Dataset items
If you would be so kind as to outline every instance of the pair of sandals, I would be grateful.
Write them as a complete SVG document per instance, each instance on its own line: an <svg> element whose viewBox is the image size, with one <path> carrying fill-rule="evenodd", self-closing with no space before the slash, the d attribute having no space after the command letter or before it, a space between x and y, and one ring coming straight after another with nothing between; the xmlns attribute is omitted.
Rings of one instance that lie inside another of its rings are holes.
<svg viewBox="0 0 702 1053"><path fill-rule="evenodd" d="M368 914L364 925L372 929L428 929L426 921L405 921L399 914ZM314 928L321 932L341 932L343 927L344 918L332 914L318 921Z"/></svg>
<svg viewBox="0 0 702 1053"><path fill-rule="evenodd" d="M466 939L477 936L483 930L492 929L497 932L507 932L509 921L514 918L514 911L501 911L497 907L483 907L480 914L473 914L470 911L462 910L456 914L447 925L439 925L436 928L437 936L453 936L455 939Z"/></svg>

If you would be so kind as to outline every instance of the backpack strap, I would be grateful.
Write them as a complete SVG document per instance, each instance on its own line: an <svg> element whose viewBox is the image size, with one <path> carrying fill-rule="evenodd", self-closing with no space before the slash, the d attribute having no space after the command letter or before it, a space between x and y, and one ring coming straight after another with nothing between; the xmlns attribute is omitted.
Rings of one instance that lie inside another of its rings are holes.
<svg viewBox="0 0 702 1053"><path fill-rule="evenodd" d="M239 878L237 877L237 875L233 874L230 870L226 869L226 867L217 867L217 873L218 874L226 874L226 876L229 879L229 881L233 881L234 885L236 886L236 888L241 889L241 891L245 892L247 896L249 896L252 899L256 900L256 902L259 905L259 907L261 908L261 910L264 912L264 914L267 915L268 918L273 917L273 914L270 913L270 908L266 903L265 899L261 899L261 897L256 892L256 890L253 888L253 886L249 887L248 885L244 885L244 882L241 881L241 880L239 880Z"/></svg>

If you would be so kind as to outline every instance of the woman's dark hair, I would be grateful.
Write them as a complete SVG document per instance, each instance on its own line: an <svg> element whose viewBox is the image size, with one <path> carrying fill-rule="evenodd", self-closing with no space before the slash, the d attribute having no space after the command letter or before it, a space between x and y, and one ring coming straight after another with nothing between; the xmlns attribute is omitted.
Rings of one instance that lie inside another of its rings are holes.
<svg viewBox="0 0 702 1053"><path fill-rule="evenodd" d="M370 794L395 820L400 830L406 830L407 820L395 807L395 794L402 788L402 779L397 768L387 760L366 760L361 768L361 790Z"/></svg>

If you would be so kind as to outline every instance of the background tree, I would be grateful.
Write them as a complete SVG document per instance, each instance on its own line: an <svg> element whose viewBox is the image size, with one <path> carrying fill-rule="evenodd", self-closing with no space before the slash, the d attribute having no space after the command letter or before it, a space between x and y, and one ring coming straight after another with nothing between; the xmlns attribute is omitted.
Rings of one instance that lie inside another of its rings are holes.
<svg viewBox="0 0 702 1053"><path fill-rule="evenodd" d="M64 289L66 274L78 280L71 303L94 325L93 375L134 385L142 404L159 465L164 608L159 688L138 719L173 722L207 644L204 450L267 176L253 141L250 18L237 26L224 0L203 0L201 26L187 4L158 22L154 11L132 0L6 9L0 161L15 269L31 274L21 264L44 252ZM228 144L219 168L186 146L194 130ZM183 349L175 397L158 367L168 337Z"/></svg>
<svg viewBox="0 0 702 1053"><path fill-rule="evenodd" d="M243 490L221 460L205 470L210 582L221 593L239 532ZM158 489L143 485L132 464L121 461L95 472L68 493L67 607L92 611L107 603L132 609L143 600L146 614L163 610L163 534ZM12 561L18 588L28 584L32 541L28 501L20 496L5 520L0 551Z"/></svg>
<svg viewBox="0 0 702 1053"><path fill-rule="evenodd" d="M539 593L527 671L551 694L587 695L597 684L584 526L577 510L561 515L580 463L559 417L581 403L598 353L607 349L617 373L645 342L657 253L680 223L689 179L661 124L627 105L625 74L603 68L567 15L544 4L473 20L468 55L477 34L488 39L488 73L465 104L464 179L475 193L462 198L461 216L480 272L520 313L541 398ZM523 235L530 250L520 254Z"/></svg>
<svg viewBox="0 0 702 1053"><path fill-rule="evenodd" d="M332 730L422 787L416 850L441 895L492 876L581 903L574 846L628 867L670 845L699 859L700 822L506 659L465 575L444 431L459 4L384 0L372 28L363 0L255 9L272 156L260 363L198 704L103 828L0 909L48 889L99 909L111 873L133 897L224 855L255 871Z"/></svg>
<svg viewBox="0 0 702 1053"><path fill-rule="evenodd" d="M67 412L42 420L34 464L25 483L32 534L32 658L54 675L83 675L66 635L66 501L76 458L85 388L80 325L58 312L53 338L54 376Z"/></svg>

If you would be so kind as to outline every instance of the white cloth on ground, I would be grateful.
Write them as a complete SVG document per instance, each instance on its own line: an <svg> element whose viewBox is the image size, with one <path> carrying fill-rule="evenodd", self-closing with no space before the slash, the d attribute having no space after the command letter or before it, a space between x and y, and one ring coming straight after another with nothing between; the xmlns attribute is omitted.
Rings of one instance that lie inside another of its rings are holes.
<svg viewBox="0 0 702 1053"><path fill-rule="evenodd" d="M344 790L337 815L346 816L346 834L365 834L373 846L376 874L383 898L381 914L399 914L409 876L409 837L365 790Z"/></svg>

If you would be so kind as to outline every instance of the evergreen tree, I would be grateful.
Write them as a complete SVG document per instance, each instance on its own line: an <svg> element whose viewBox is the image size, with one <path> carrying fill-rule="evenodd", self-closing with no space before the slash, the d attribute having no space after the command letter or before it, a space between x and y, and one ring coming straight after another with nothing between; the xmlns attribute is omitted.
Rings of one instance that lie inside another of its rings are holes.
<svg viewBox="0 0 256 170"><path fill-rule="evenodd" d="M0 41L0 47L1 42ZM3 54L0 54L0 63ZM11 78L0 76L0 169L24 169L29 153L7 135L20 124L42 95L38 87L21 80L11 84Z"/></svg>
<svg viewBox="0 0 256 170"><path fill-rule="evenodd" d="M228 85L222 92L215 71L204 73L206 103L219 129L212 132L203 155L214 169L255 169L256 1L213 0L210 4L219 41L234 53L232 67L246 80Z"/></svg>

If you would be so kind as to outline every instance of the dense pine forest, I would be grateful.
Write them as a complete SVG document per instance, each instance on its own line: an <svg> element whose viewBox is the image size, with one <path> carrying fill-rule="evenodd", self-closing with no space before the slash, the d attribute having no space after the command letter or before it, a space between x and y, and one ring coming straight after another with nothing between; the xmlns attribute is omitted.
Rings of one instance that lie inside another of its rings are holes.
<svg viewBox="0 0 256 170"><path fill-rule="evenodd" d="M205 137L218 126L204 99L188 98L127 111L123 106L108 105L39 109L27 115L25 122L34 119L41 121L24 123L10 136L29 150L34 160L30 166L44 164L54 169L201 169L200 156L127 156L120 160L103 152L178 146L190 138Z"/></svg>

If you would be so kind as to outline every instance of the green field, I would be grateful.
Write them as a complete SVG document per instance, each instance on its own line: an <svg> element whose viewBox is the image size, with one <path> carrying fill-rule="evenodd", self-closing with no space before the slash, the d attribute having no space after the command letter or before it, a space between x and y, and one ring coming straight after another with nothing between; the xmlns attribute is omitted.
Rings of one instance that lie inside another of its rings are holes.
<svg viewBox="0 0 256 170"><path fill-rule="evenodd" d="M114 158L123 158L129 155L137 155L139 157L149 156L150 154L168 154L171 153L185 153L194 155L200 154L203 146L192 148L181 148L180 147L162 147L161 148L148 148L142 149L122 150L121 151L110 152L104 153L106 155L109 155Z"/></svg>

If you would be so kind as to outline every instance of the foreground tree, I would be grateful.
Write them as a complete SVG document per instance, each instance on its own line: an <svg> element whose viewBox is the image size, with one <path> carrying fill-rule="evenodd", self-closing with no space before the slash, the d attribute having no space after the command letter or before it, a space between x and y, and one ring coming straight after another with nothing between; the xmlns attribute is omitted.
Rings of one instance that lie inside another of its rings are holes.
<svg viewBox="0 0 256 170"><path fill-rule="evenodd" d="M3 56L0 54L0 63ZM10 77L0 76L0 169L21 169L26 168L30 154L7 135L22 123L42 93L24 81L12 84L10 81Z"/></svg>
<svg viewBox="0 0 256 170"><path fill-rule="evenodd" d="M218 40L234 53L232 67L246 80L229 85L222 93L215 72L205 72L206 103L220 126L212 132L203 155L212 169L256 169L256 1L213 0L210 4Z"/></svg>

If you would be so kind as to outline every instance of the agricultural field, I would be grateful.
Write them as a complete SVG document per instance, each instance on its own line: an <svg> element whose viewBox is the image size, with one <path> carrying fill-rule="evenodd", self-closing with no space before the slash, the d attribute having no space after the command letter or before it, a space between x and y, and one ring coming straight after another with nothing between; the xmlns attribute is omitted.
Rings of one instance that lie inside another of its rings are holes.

The task
Convert the items from the first line through the line containing "939L477 936L483 930L492" into a JSON list of strings, one string per line. Leave out any blank lines.

Written solution
[
  "If you would be so kind as to outline every instance of the pair of sandals, I would be grateful.",
  "Write them as a complete SVG document per instance, each instance on its own line: an <svg> element whose viewBox is the image size, with one <path> carrying fill-rule=\"evenodd\", self-closing with no space before the slash, the d attribute having no space after the command letter or before it, a space between x and y, and one ring coming straight after another with nothing between; the xmlns attribute is omitted.",
  "Rings of one instance that lie inside another of its rings are holes.",
  "<svg viewBox=\"0 0 702 1053\"><path fill-rule=\"evenodd\" d=\"M368 914L364 925L372 929L428 929L426 921L405 921L399 914ZM314 928L321 932L341 932L343 927L344 918L332 914L318 921Z\"/></svg>",
  "<svg viewBox=\"0 0 702 1053\"><path fill-rule=\"evenodd\" d=\"M466 939L477 936L483 930L492 929L497 932L507 932L509 921L514 918L514 911L501 911L497 907L483 907L480 914L473 914L470 911L462 910L456 914L447 925L439 925L436 928L437 936L453 936L455 939Z\"/></svg>"
]